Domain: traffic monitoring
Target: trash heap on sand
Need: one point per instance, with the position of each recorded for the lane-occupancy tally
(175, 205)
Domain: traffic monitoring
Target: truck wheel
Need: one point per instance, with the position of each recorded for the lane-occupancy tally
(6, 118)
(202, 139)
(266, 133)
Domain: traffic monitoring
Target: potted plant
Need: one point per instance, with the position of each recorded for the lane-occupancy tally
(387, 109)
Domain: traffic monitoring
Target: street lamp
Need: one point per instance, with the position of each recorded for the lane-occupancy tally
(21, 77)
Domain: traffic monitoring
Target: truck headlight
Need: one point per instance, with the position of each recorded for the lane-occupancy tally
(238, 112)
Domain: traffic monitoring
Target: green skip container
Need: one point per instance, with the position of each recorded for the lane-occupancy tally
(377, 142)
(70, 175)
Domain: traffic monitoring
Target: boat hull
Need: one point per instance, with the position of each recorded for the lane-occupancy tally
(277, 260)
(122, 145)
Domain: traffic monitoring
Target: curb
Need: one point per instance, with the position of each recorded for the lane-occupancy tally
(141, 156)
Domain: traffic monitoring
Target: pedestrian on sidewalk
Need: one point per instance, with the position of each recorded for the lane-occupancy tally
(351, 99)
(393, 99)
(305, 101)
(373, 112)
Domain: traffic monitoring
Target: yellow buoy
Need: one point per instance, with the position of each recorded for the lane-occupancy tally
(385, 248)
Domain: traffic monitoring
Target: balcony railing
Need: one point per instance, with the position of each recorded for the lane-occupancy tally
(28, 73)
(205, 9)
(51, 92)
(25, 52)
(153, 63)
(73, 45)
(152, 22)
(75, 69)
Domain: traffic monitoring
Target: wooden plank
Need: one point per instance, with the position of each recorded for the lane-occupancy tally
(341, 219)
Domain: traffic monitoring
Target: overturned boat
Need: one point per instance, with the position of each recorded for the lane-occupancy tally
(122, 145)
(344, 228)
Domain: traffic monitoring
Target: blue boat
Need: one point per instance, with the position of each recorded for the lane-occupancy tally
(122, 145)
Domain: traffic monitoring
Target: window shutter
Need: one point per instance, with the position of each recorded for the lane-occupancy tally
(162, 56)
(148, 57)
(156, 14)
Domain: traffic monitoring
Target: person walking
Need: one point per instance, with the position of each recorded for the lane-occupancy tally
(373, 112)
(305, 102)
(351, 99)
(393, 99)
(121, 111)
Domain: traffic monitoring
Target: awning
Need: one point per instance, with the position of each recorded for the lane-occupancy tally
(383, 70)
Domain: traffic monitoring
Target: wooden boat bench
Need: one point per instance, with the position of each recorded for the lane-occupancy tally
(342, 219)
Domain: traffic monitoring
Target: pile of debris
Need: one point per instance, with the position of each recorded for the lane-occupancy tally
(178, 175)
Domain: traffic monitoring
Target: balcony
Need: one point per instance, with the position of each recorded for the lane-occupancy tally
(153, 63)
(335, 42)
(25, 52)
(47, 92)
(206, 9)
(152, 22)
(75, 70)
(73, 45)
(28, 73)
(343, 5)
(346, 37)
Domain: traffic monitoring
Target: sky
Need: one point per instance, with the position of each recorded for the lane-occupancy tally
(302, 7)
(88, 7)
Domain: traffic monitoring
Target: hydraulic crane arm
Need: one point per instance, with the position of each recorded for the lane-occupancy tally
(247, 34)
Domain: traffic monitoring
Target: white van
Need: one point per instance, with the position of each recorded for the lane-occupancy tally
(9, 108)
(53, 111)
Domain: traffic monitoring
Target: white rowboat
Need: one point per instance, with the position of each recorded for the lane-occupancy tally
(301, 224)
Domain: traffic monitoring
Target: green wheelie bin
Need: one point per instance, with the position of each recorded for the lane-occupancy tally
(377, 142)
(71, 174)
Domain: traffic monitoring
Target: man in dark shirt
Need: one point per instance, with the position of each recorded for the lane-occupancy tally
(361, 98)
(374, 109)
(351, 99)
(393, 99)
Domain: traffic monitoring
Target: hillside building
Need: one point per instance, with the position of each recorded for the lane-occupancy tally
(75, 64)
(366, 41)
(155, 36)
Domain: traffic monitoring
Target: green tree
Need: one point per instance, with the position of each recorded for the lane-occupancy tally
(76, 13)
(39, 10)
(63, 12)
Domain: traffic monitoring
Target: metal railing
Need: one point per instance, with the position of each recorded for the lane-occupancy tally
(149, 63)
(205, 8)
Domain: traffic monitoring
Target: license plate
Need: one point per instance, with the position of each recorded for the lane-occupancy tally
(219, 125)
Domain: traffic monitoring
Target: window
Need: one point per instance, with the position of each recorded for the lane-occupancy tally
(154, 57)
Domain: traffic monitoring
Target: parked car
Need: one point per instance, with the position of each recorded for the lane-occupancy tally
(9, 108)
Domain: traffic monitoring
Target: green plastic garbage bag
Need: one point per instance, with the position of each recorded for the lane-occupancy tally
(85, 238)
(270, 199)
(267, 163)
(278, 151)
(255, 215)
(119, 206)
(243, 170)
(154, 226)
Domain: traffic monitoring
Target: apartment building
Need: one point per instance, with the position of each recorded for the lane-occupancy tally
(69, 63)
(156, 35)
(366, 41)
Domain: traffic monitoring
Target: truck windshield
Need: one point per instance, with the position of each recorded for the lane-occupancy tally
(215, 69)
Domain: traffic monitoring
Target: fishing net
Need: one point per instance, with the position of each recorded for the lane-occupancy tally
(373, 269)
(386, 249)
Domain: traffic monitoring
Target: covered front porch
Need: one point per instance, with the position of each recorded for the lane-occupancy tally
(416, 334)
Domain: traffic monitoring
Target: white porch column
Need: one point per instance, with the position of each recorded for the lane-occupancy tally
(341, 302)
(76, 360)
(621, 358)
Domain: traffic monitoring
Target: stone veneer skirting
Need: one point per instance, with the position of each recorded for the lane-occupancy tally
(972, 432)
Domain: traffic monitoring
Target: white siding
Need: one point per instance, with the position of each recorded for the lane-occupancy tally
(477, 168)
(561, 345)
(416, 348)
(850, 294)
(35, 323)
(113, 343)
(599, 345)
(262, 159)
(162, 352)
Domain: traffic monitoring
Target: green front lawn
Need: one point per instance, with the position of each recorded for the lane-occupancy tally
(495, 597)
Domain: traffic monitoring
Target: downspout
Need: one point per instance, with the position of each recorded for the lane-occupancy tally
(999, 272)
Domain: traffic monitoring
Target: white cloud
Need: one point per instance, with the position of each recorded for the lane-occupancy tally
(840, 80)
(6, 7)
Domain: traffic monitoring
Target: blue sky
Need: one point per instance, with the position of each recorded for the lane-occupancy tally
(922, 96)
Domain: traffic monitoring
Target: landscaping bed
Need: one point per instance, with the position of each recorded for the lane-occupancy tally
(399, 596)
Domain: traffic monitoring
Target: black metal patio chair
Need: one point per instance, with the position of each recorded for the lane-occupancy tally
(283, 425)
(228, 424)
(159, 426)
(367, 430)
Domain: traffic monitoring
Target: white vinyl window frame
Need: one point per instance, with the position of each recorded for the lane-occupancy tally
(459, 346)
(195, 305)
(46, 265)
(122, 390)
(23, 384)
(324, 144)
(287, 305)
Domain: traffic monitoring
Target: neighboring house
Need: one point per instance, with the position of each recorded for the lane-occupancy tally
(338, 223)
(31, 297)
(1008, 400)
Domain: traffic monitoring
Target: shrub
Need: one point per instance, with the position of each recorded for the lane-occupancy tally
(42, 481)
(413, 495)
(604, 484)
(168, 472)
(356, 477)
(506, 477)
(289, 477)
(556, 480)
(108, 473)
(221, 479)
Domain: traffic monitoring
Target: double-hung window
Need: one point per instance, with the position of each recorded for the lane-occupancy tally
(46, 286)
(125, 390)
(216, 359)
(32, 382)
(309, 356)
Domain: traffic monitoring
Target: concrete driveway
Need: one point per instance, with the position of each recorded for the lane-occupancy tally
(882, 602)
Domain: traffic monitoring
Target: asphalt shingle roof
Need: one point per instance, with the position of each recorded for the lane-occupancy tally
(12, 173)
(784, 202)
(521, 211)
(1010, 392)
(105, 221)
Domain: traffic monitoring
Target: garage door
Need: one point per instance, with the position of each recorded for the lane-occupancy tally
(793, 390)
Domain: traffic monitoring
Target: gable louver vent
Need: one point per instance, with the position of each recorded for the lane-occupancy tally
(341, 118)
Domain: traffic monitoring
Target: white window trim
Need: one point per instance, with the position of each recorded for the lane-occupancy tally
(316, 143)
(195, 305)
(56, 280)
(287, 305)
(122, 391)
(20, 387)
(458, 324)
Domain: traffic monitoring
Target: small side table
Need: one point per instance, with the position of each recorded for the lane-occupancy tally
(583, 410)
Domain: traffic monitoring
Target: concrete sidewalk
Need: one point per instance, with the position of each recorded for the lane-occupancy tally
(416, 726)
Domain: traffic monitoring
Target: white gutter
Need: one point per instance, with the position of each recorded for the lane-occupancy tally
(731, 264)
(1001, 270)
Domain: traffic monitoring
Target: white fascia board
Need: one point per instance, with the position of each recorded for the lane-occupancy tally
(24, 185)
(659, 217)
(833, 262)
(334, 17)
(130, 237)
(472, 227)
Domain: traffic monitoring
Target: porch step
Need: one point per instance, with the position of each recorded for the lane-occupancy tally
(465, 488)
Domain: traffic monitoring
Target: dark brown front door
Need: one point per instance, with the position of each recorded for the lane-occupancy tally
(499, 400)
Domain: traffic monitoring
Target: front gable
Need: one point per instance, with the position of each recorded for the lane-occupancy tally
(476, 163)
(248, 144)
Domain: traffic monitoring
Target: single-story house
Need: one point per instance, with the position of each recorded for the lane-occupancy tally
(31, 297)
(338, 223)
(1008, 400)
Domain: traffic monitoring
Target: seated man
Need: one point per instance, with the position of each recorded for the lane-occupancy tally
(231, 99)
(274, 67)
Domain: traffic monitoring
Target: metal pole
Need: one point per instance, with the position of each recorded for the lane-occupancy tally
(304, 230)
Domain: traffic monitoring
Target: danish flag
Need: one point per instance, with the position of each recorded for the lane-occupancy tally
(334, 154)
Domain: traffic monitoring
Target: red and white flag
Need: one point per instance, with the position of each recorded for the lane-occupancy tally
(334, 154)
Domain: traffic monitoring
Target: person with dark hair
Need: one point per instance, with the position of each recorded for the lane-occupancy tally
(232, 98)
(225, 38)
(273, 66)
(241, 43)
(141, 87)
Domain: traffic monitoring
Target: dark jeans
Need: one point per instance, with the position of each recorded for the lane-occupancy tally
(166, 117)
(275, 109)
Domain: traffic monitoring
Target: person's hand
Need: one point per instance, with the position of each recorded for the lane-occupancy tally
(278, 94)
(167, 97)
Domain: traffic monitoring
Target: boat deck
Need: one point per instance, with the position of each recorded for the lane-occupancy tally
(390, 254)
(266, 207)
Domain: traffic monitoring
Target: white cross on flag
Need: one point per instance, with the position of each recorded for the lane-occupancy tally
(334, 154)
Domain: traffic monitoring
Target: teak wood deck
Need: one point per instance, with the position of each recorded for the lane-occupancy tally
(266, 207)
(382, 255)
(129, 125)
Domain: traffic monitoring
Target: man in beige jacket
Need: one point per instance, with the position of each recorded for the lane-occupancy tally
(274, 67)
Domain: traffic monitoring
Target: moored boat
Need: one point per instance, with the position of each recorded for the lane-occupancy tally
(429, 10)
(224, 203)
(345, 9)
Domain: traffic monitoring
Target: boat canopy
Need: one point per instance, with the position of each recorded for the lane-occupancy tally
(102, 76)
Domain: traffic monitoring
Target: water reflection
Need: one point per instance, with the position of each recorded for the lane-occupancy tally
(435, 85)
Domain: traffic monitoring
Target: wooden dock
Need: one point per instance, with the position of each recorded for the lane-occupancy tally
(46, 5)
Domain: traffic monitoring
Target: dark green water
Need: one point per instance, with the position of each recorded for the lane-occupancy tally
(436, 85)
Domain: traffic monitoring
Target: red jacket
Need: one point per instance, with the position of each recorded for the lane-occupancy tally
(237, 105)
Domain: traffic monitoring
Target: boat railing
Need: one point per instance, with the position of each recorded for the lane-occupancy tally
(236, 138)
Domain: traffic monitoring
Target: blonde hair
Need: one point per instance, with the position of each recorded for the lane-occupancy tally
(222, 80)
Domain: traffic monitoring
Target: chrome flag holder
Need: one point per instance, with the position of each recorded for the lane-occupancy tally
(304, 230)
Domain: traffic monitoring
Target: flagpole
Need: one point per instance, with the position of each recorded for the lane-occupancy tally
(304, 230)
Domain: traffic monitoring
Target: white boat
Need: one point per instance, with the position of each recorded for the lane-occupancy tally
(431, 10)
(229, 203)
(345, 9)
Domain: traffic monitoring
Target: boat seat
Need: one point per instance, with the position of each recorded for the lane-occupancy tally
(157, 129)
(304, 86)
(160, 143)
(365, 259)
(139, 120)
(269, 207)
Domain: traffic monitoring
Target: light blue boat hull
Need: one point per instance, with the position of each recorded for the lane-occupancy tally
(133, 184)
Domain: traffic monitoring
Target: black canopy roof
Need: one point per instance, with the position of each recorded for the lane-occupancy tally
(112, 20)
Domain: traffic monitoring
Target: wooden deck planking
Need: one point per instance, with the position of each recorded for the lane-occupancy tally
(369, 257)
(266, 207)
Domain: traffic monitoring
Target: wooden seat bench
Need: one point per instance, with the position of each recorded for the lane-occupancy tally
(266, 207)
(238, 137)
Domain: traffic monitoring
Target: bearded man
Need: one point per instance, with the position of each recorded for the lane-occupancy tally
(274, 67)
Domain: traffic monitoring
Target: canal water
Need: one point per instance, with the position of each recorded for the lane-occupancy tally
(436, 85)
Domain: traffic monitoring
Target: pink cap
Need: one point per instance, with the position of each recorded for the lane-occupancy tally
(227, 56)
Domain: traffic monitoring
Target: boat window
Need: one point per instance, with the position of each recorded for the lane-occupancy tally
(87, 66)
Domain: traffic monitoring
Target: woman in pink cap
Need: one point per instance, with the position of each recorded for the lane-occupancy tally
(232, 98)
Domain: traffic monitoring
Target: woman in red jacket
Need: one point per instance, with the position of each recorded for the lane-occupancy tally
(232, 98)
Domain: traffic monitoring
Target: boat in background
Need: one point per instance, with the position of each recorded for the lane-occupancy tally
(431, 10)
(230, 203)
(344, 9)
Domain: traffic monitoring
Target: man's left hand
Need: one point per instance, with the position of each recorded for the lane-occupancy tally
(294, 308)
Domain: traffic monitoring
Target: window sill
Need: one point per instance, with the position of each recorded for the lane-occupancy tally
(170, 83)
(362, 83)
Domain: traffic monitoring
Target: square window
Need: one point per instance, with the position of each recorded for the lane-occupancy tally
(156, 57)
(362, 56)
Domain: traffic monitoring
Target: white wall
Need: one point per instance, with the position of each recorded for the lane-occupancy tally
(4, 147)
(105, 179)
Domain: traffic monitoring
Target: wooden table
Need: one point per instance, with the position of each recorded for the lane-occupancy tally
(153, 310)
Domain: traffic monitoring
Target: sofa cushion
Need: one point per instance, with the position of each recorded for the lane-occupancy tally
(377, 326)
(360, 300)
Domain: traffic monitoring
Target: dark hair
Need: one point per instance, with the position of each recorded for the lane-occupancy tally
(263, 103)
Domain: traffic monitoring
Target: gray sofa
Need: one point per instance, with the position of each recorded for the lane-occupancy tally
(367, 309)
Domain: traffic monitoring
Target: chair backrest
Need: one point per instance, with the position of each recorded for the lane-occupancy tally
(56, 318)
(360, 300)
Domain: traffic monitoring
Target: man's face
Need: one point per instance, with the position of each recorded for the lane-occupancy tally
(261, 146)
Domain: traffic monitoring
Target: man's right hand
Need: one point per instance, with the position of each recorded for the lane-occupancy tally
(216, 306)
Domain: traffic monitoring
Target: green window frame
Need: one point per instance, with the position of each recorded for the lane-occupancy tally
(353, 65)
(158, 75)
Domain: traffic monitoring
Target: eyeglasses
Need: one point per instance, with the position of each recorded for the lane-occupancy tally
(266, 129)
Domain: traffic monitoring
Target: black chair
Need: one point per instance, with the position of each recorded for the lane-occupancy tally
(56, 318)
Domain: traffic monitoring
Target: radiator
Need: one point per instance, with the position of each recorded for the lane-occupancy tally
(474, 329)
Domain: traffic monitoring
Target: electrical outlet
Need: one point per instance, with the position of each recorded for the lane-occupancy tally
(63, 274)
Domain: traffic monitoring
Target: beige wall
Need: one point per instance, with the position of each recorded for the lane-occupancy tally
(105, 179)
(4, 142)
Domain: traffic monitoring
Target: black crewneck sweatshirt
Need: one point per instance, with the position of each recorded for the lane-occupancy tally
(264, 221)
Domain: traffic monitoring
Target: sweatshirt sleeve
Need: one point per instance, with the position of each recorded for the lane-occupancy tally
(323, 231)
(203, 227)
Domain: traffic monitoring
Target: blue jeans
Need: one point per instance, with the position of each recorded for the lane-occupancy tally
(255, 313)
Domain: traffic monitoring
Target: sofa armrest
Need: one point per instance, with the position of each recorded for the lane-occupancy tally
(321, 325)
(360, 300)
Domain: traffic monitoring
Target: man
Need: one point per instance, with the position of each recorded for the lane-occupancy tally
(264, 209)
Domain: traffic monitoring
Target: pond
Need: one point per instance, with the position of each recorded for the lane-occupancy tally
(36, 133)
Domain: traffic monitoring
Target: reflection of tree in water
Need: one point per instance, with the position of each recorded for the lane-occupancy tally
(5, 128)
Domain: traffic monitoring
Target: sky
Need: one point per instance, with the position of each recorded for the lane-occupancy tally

PROBLEM REQUIREMENTS: Pull out each line of the material above that contains the string "reflection". Match it case-sensitively.

EXERCISE ANSWER:
Target: water reflection
Target: reflection of tree in water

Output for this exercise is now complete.